- [What is needed]: Reproduce the records that follow without alteration, apart from removing the pictures.
======== Entries supplied
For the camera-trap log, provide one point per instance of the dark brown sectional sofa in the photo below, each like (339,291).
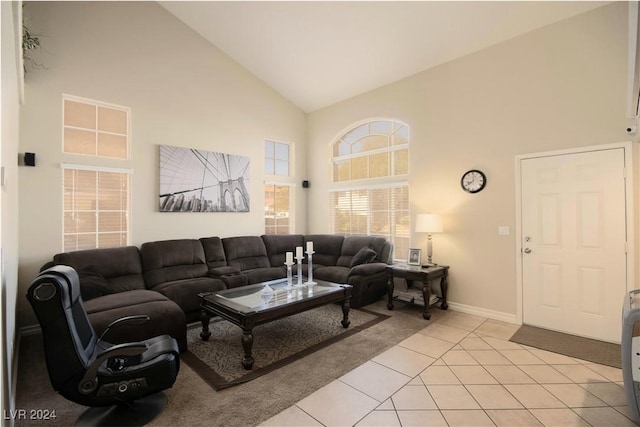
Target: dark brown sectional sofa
(162,279)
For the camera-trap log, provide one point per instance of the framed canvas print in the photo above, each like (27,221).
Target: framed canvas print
(194,180)
(414,256)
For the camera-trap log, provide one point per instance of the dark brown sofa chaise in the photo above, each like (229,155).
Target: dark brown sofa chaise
(163,279)
(112,286)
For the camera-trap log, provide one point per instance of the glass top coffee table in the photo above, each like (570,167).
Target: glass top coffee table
(253,305)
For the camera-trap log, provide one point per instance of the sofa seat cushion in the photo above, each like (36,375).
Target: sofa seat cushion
(93,285)
(170,260)
(260,275)
(278,245)
(352,244)
(363,256)
(120,267)
(185,293)
(332,274)
(165,316)
(326,247)
(246,252)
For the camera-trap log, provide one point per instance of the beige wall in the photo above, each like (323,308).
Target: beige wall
(181,90)
(9,192)
(559,87)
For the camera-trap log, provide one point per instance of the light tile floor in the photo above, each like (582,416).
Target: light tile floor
(462,370)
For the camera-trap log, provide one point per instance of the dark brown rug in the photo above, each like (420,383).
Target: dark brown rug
(604,353)
(276,344)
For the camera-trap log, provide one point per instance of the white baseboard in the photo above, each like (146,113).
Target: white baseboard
(26,331)
(478,311)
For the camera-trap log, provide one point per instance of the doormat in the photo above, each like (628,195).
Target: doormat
(275,344)
(601,352)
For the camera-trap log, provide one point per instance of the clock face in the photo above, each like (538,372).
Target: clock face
(473,181)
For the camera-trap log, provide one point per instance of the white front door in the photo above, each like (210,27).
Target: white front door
(574,271)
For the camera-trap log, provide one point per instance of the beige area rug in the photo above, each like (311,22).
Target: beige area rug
(218,360)
(601,352)
(193,402)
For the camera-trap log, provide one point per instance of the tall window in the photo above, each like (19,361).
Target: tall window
(278,188)
(371,193)
(96,198)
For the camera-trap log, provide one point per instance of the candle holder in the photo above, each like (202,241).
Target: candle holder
(299,259)
(310,281)
(289,278)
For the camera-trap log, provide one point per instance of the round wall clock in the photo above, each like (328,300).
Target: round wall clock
(473,181)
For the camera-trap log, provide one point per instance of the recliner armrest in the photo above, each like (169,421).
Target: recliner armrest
(224,271)
(89,382)
(123,321)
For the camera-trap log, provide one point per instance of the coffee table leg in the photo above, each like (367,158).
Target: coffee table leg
(247,344)
(444,286)
(204,318)
(390,286)
(346,306)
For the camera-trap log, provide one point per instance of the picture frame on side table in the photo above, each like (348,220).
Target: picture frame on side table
(414,256)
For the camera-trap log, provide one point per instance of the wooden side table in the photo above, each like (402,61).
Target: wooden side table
(423,274)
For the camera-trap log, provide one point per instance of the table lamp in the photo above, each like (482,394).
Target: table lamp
(429,223)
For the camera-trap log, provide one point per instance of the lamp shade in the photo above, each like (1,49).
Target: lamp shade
(428,223)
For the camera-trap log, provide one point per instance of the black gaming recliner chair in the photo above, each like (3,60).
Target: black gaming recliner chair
(122,383)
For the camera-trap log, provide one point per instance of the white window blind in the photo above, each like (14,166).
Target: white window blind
(95,129)
(277,208)
(96,208)
(96,198)
(373,211)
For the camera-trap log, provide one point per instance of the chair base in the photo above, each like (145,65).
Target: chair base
(136,413)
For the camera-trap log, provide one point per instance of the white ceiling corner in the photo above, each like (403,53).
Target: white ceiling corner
(317,53)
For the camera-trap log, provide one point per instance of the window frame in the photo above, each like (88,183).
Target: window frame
(369,183)
(97,162)
(97,104)
(96,231)
(281,180)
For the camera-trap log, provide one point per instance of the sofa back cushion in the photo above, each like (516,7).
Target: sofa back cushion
(327,248)
(213,252)
(279,244)
(352,244)
(104,271)
(169,260)
(246,252)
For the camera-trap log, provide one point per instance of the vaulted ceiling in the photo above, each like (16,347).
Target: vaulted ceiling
(317,53)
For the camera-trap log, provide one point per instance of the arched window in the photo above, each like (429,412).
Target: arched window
(370,194)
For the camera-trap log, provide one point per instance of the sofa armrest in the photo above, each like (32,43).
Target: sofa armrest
(368,269)
(223,271)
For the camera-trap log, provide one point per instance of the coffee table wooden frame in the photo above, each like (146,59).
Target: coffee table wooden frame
(214,304)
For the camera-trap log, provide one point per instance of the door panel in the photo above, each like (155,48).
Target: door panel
(574,242)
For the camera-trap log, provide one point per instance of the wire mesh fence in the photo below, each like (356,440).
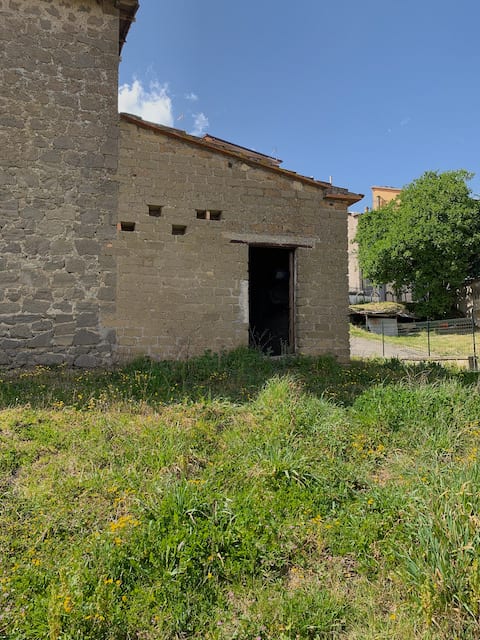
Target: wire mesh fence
(449,339)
================
- [Exercise response]:
For the camera-trap log, provide one point per instance of the dark brown sectional sofa in the photo below, each like (339,291).
Target: dark brown sectional sofa
(162,279)
For the camera-trap log, provide one point per instance of the framed canvas print in the photo above, each like (27,221).
Target: framed canvas print
(194,180)
(414,256)
For the camera-trap log, provide one point per instance of the dark brown sofa chaise in the photo above, each like (229,155).
Target: dark brown sofa chaise
(163,279)
(112,286)
For the camera-trap log, provide one point per instance of the glass top coffee table in the photo above, each like (570,167).
Target: glass top coffee table
(253,305)
For the camera-trap log, provide one point per instance of the sofa seat cushion in the photo above, each like (36,375).
Target: sofa seat cushion
(93,285)
(170,260)
(260,275)
(278,245)
(352,244)
(363,256)
(120,267)
(185,293)
(332,274)
(165,316)
(326,247)
(246,252)
For the camera-trap log, provide one point per instance of the beige wall in the photo above, each like (323,308).
Target: beige wall
(181,90)
(9,192)
(559,87)
For the camera-trap log, provide one point per instance of the light tile floor in the photo above, each like (582,416).
Target: light tile floor
(462,370)
For the camera-trap log, provide one point per instance of the dark brown rug in the photo above, each like (420,383).
Target: dark brown rug
(604,353)
(276,344)
For the camera-trap log, provide one point per instance of the white baseboard in the photo above, each like (146,113).
Target: white baseboard
(26,331)
(478,311)
For the camera-trap log, provide one point per instance of the doormat in the photo above, each like (628,195).
Target: doormat
(275,344)
(601,352)
For the camera-trap log, provide one point per instance of the clock face in the photo above, each like (538,372).
Target: clock face
(473,181)
For the camera-trap log, provide one point per instance of the white front door in the photo above, each like (210,27).
Target: white front door
(574,271)
For the camera-trap log, provide one point per instance of the beige area rug in the photo above, each like (311,22).
Target: beige area rug
(218,360)
(601,352)
(193,402)
For the camera-trap log, provide one point per instance of the tall window in the photo above, each like (19,361).
Target: tall window
(278,188)
(371,193)
(96,198)
For the camera-trap log, provide one point per instance of the candle holder in the photo above, each like (202,241).
Target: candle holder
(299,259)
(310,281)
(289,278)
For the camera-trap log, provide one point per instance of the round wall clock in the photo above, each like (328,300).
Target: round wall clock
(473,181)
For the camera-trap log, provide one point per instance of the recliner armrest in the photo above, each like (169,421).
Target: recliner armrest
(224,271)
(89,382)
(123,321)
For the camera-trap log, provide one point per instance of the coffee table leg in the photo above, each like (367,158).
Target: coffee table leg
(247,344)
(444,286)
(204,318)
(390,286)
(346,306)
For the camera-trap log, provide one point per instance of the picture frame on side table in the photo above, each like (348,220).
Target: picture frame on side table
(414,256)
For the camera-trap log, provide one point per instance of the wooden side table in the photo above, each like (402,61).
Target: wooden side table
(423,274)
For the camera-trap log, provide one point per instance of the table lamp in the photo above, each like (482,394).
Target: table lamp
(429,223)
For the camera-trap log, provide one point per instance of the lamp shade in the photo above, each like (1,49).
Target: lamp shade
(428,223)
For the camera-trap log, provide one point per instance of the black gaming recliner chair in the photo above, each like (3,60).
Target: black gaming recliner chair
(122,383)
For the camera-trap log, provide one point per instance of the white window blind in the photo above, each like (14,166).
Target: white window blind
(95,129)
(277,208)
(96,208)
(96,198)
(373,211)
For the camera-trap log, provide one point per instance of the chair base in the photo above, each like (145,65).
Target: chair base
(136,413)
For the camera-trap log, provide one point per instance of the white ceiling corner in the photo above, each like (403,53).
Target: white ceiling corner
(317,53)
For the camera-trap log, provide one point per instance of the window frame in the photo above, each like (88,183).
Target: window frame
(369,183)
(97,162)
(97,104)
(96,231)
(281,180)
For the camera-trap log, provide one point per instance of the sofa back cushion in the photo above, each like (516,7).
Target: sofa back cushion
(327,248)
(213,252)
(279,244)
(352,244)
(104,271)
(169,260)
(246,252)
For the camera-trap log, provide one point per instance of the vaulted ceiling in the photo above, each like (16,347).
Target: vaulted ceiling
(317,53)
For the camera-trap log, provide one point per instance of the arched window in the photo above, each like (429,412).
Target: arched window
(370,194)
For the camera-trap log, provide one point per instance of the sofa armrest in the photo above, each like (32,43).
Target: sofa armrest
(368,269)
(223,271)
For the camera-trap log, provide one point per instance of the coffee table wooden frame in the photo above, each like (146,59).
Target: coffee table wooden frame
(214,304)
For the camera-trap log, provide one point per instance of the door panel in the photo above, each like (155,48).
Target: door panel
(574,242)
For the camera-trap log, provide one point per instance of the wire mesh fence in the photo below, each like (356,440).
Target: wire mesh fence
(449,339)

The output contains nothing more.